> TASK DETAILS:
Can you rewrite all of the items below as a numbered list, skipping any blank lines and leaving the pictures out?

> DATA SHOWN:
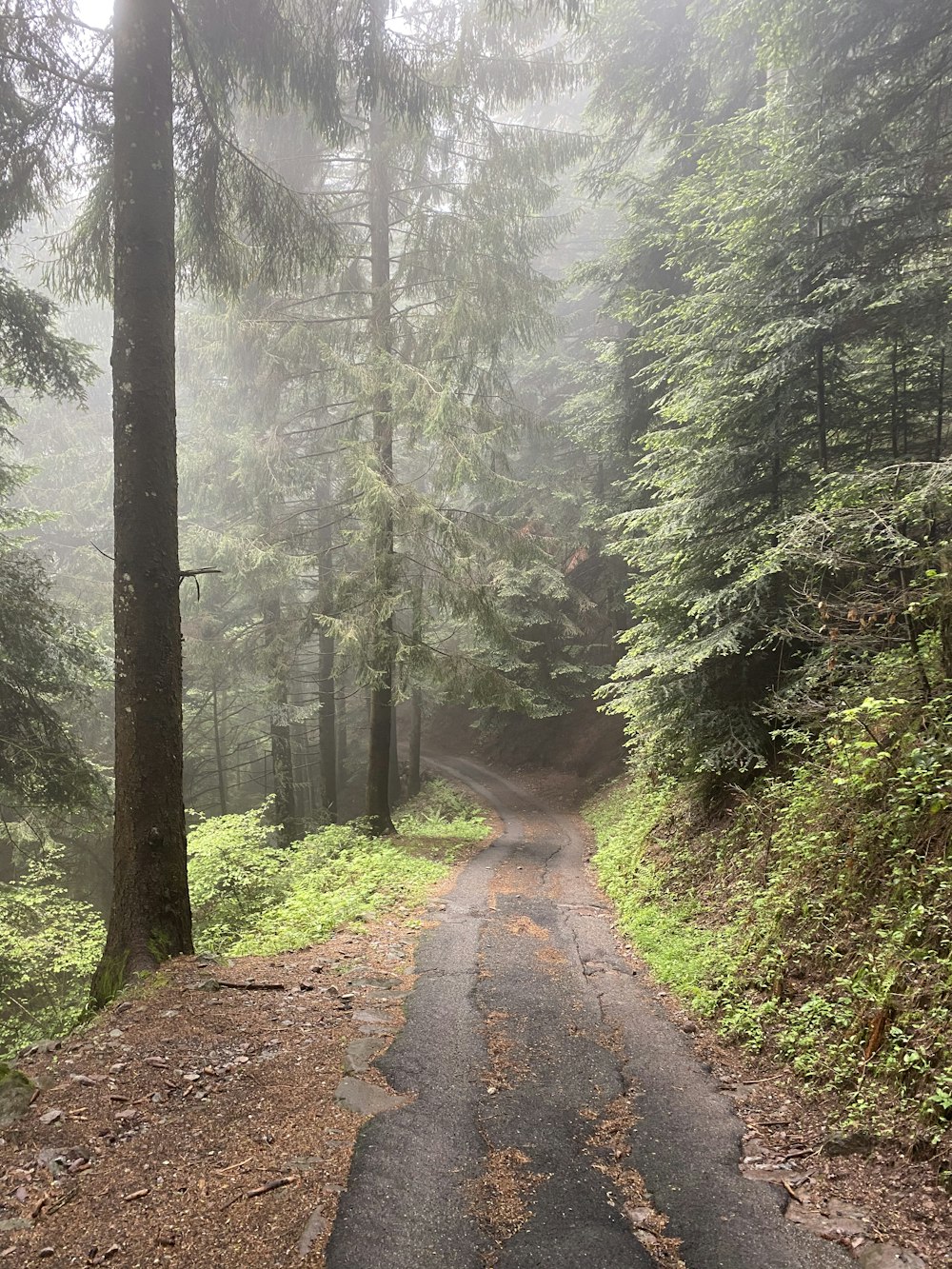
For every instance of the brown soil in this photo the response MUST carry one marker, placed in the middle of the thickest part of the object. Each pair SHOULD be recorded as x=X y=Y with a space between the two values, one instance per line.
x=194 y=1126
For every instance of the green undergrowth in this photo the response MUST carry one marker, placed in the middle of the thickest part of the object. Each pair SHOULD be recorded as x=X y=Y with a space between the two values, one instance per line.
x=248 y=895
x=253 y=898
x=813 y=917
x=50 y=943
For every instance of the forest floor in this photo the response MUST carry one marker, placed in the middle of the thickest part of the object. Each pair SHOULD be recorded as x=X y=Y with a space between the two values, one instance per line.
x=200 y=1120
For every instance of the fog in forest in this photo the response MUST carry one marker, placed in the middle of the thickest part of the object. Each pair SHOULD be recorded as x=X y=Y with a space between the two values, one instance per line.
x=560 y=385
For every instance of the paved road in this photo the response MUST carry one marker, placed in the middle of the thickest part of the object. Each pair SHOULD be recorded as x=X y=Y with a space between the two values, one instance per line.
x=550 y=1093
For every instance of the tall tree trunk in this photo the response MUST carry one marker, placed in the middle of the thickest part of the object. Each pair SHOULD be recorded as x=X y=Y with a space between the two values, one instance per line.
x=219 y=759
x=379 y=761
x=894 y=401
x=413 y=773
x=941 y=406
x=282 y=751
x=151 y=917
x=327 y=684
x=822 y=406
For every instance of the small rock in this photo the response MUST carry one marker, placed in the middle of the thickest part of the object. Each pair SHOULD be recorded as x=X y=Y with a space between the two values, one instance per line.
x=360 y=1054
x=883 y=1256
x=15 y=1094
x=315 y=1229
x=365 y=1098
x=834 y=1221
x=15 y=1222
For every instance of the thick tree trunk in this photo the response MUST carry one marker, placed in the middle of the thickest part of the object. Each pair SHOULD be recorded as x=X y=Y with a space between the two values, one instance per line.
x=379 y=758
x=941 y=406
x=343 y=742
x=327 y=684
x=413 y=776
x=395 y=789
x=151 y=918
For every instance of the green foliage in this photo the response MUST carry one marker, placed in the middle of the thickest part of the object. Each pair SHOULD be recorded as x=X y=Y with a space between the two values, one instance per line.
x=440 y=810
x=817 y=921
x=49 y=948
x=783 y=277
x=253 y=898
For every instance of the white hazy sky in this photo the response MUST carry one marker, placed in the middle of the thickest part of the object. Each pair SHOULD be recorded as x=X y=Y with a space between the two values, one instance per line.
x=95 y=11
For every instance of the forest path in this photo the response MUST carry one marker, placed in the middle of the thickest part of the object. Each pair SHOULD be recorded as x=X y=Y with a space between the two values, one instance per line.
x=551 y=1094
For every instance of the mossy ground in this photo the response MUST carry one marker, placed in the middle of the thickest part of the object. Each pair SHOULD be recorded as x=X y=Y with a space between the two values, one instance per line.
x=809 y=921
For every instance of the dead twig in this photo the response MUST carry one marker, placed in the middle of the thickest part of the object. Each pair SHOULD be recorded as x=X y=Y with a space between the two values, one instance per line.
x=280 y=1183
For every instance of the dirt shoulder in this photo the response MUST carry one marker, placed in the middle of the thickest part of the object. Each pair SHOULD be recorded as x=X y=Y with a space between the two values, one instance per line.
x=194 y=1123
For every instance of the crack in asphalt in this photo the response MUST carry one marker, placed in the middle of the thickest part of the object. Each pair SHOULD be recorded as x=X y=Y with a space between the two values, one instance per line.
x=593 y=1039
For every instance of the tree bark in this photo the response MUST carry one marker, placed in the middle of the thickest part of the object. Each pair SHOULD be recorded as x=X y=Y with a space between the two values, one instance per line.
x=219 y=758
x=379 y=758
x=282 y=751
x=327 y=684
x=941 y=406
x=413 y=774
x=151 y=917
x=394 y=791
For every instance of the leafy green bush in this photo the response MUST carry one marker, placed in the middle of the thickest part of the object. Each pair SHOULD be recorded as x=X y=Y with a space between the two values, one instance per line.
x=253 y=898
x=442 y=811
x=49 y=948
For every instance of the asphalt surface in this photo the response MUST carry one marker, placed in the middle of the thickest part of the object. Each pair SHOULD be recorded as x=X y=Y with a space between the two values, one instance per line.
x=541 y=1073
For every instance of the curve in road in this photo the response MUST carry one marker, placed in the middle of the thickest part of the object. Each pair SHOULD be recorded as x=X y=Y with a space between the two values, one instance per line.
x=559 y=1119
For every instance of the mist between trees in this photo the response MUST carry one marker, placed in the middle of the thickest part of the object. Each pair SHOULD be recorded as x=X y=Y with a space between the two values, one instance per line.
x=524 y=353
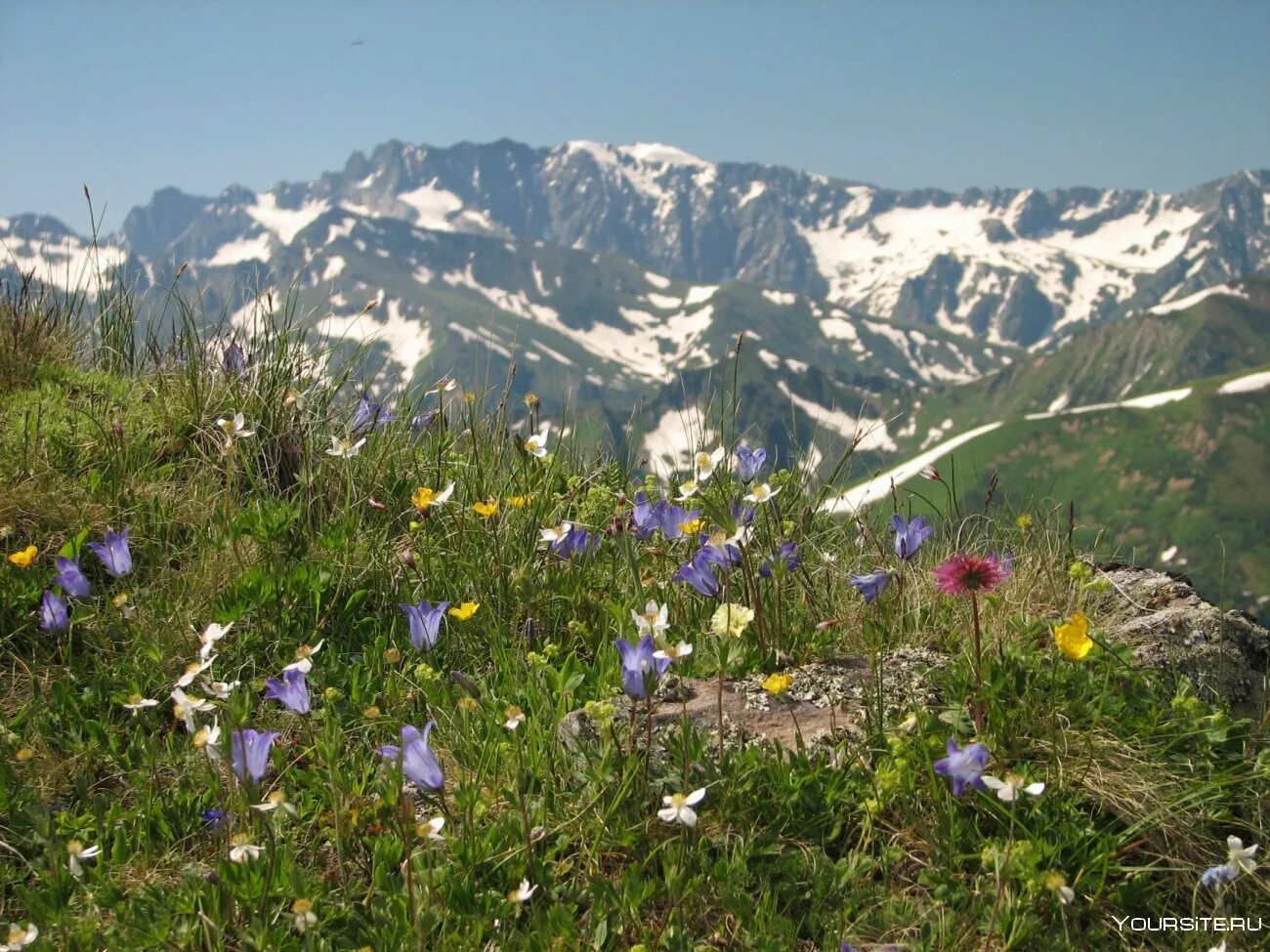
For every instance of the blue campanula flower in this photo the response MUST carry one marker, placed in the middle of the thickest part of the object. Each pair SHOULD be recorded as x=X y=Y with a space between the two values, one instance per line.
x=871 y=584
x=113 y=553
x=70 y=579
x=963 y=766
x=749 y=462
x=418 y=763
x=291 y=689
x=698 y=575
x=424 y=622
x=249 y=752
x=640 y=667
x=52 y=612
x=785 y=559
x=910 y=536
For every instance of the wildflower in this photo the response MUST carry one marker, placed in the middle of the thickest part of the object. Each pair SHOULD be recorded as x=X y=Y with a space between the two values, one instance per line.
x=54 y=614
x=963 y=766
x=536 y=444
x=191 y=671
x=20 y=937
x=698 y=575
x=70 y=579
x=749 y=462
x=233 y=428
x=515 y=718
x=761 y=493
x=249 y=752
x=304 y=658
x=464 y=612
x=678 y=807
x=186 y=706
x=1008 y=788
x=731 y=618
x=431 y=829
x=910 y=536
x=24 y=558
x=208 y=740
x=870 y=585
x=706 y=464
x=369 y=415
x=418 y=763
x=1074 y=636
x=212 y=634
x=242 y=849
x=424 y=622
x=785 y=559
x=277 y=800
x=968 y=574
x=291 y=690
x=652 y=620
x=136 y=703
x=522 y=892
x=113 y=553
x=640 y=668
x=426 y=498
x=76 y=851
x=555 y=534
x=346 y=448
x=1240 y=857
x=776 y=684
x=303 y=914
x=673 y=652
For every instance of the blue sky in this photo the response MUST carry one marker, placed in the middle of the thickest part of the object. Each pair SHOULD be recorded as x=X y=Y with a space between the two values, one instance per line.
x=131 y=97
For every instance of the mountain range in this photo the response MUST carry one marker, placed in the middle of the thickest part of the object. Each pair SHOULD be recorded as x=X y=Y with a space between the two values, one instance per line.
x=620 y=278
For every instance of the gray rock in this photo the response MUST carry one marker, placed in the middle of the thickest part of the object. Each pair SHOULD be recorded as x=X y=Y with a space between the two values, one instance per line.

> PROBLEM SOLUTION:
1. For every instance of the brown soil in this photo the response MUST carry one marker, placed in the middle of the thickest part of the object. Each pair SHOULD be recorded as x=X y=Y with a space between the two values, one instance per line.
2. x=194 y=1126
3. For every instance of the green undergrowth in this photo the response MUST carry one marker, placed in the middle of the thickest part of the object. Each pair SHOULD be recorded as x=X y=Y with a space between the two values, one instance per line.
4. x=248 y=895
5. x=253 y=898
6. x=813 y=917
7. x=50 y=943
8. For every instance of the forest floor in this photo the response MUST carry one marker, placed in the middle of the thickest part of the object. Each pair SHOULD be recorded as x=X y=Y with a space between the two values, one instance per line.
9. x=200 y=1120
10. For every instance of the fog in forest in this photo the response MUST carry one marker, placed in the middle of the thickest part of the object. Each pair SHOULD be recorded as x=X y=Y with a space between the two values, one instance per line.
11. x=560 y=385
12. For every instance of the paved road in this photo the response MUST carry one marker, placed in the middle of the thickest part of the object. Each pair SHOULD be recorded as x=X y=Y with a space between the two values, one instance per line.
13. x=550 y=1093
14. For every instance of the tall tree trunk in this photo the response MUST carry one marker, placed in the middle of the thickest part of the object. Each pair SHOULD be recorded as x=X y=Y with a space between the two values, one instance per line.
15. x=219 y=759
16. x=379 y=761
17. x=894 y=401
18. x=413 y=773
19. x=941 y=406
20. x=282 y=751
21. x=151 y=917
22. x=327 y=684
23. x=822 y=406
24. For every instance of the small rock in this photo the response MUST carry one marker, placed in the middle of the thickest part of the object. Each pair SHOULD be recorded as x=X y=Y with a space between the two values, one instance per line.
25. x=360 y=1054
26. x=883 y=1256
27. x=15 y=1094
28. x=315 y=1229
29. x=365 y=1098
30. x=834 y=1221
31. x=15 y=1222
32. For every instance of the thick tree trunk in this photo the response MUST carry one marker, placed in the middle of the thickest part of the object. Each pair SHOULD be recorded as x=X y=Y with a space between the two values, one instance per line.
33. x=379 y=758
34. x=941 y=406
35. x=343 y=742
36. x=327 y=684
37. x=413 y=776
38. x=395 y=789
39. x=151 y=918
40. For every instance of the green foliage in this photo the response MUST carry one marker, placed in the middle of the thickest part of the object. Each pair SHOULD be recorded as x=X y=Y with a space between the two values, one instance per line.
41. x=440 y=810
42. x=817 y=921
43. x=49 y=948
44. x=783 y=277
45. x=253 y=898
46. For every instance of the white hazy sky in this photo the response MUST carry one marker, placed in the middle of the thickest part of the object. Each pair SHOULD be recorded as x=X y=Y with a space between the two values, one instance per line.
47. x=95 y=11
48. For every instance of the forest path in this photo the response MUST carry one marker, placed in the middle of the thickest part of the object. Each pair SHOULD be recorded as x=X y=Y with a space between the two values, one instance per line.
49. x=551 y=1094
50. For every instance of the mossy ground in this photo the response MUST carry one marker, placed in the middle of the thickest part of the object. Each pair SHOULD be recorded as x=X y=Y with a space between the two values, one instance per line.
51. x=809 y=921
52. For every instance of the dead twig in this photo the response MUST carry one marker, placed in the middle of the thickest part of the object. Each pair SHOULD be recorded as x=X y=Y with a space between the two values, one instance per line.
53. x=280 y=1183
54. For every instance of the dirt shoulder in this photo the response MUST carry one marker, placed in the middle of the thickest part of the object. Each pair SHOULD be recorded as x=X y=Y with a space between the two values, one instance per line.
55. x=194 y=1123
56. For every instance of the crack in asphalt in this photo the response MUST carry one marker, placed in the middle of the thickest part of the object. Each pair SHOULD be recorded as x=X y=Y with a space between the two values, one instance per line.
57. x=593 y=1039
58. For every instance of the tree bark in this photo the response MUST carry one marker, placed in the middle of the thickest part of the object. Each pair SHOULD be recorded as x=X y=Y with a space between the two values, one instance per line.
59. x=219 y=758
60. x=379 y=758
61. x=282 y=751
62. x=327 y=684
63. x=941 y=406
64. x=413 y=774
65. x=151 y=917
66. x=394 y=791
67. For every instance of the leafy green bush in this photo the response MUST carry one marker, placed in the middle of the thickest part of the object. Each pair SHOULD be recorded as x=X y=Y with a space between the two values, one instance per line.
68. x=253 y=898
69. x=442 y=811
70. x=49 y=948
71. For every instance of the asphalt surface in this photo the response MUST carry one marker, placed in the middle of the thickest part of the object. Each pair SHOULD be recorded as x=X y=Y with a space between the two values, one instance per line.
72. x=541 y=1073
73. For every instance of the curve in road in this photo the response MUST carry one marker, placed in the middle of the thickest part of the object. Each pair SHOULD be recorded as x=X y=Y with a space between the two values, one instance per line.
74. x=559 y=1119
75. For every instance of the mist between trees in this photo the response MUST carry one marker, placed in the middle of the thickest part of the object. Each pair SHOULD be recorded as x=X y=Y with a space between the two values, one instance per line.
76. x=524 y=353
77. For every instance of the blue campanula flower in this photo the response MUST carry one marker, placed in the middle of the thickest part of the object. Each pair SHOULD be recorded as x=X y=Y with a space between the two values, one instance per line.
78. x=871 y=584
79. x=113 y=553
80. x=70 y=579
81. x=963 y=766
82. x=749 y=462
83. x=418 y=763
84. x=291 y=689
85. x=698 y=575
86. x=424 y=622
87. x=249 y=752
88. x=640 y=667
89. x=52 y=612
90. x=785 y=559
91. x=910 y=536
92. For every instance of the wildflower in this photo the response MUST carry one marker, placed in the middle of the thickest part of the object. Each pair SHOULD be recorded as x=X y=Y with a space between the two values, one instance per line.
93. x=54 y=614
94. x=963 y=766
95. x=536 y=444
96. x=191 y=671
97. x=20 y=937
98. x=698 y=575
99. x=70 y=579
100. x=749 y=462
101. x=233 y=428
102. x=515 y=718
103. x=761 y=493
104. x=249 y=752
105. x=304 y=658
106. x=464 y=612
107. x=678 y=807
108. x=186 y=706
109. x=1008 y=788
110. x=731 y=618
111. x=431 y=829
112. x=910 y=536
113. x=24 y=558
114. x=208 y=740
115. x=870 y=585
116. x=706 y=464
117. x=369 y=415
118. x=418 y=763
119. x=1074 y=636
120. x=212 y=634
121. x=242 y=849
122. x=424 y=622
123. x=785 y=559
124. x=277 y=800
125. x=968 y=574
126. x=291 y=690
127. x=652 y=620
128. x=136 y=703
129. x=522 y=892
130. x=113 y=553
131. x=640 y=668
132. x=426 y=498
133. x=76 y=851
134. x=555 y=534
135. x=346 y=448
136. x=1240 y=857
137. x=776 y=684
138. x=303 y=914
139. x=673 y=652
140. For every instance of the blue sky in this photo the response MUST carry one marker, placed in the middle of the thickest part of the object. Each pair SHOULD be recorded as x=X y=Y with a space between the two values, one instance per line.
141. x=131 y=97
142. For every instance of the mountain range in this photo the response MUST carry one marker, placed in the middle of the thickest part of the object. Each pair SHOULD be recorded as x=X y=Y with a space between the two values, one instance per line.
143. x=620 y=278
144. For every instance of the gray rock in this photo the response MUST carry one marker, placed in the middle of the thickest part of the object. Each pair SHOULD be recorded as x=X y=Y with a space between the two values, one instance per line.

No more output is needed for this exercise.